[Stored items from a collection]
====

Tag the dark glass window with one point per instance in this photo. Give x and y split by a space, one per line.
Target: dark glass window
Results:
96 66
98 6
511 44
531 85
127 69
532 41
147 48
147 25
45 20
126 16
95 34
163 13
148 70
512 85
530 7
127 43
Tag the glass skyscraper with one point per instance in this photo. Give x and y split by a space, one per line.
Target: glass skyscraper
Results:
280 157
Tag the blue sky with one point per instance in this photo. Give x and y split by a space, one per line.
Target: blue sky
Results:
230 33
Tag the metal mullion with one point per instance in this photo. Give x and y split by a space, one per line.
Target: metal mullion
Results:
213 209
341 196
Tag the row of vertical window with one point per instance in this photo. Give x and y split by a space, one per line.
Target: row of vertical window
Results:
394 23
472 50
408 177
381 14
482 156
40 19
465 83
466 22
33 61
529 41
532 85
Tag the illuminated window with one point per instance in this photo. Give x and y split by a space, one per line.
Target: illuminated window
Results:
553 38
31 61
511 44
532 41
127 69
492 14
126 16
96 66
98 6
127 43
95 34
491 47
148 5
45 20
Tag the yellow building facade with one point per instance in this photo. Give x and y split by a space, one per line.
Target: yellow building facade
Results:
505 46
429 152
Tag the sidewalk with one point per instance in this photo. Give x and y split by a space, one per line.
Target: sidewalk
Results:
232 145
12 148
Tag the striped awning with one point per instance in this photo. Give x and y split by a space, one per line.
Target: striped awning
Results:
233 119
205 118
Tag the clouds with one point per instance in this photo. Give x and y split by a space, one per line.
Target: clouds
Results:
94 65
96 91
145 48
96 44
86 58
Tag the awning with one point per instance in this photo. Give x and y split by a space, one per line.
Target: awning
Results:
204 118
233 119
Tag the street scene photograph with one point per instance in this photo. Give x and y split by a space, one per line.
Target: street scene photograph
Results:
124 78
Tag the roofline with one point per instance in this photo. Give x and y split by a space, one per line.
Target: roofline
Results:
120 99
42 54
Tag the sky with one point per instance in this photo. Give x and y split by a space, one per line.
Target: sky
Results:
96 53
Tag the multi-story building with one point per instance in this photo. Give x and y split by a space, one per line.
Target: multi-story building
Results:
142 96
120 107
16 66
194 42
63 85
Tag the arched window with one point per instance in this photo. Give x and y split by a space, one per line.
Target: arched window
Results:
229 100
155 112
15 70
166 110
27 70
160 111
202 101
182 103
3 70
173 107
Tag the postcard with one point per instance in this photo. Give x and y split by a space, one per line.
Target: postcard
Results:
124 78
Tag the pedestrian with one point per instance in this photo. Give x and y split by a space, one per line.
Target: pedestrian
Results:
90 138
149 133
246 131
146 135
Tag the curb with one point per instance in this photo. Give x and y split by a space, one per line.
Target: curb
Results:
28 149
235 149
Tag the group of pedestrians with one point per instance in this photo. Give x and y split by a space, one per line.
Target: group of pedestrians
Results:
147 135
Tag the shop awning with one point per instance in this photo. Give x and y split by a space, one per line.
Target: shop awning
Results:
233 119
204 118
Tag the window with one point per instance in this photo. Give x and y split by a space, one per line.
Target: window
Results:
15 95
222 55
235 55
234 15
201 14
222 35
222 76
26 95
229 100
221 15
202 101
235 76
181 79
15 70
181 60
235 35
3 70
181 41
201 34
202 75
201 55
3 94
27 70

====

Set down only the lines from the line with "Tag the postcard" through the last line of the data above, keeping both the first and the last.

Tag the postcard with one point per instance in this photo. Give x and y split by a space, one per line.
Target: postcard
Results:
124 78
Tag the pedestrian with one point per instance in this photo. Give x and y split by a space, one per line.
Target: pedestrian
Results:
90 138
149 133
246 131
146 135
Tag the curb with one point per instance in this photo. Give x and y split by a space, one per line.
Target: curb
Results:
28 149
235 149
Tag the group of pedestrians with one point per instance in this photo. Give x and y split by a space, one per line.
Target: group of pedestrians
Results:
147 135
Tag the shop awning with one point per instance in this photo. Give x and y split by a space, one per line.
Target: shop awning
Results:
233 119
204 118
Tag the window with one point per instance in this photo. Give x and y split by a space, one per line.
Target: window
Results:
15 95
222 55
235 55
234 15
201 14
222 35
222 76
26 95
229 100
221 15
202 101
235 76
181 79
15 70
181 60
235 35
3 70
181 41
201 34
202 75
201 55
3 94
27 70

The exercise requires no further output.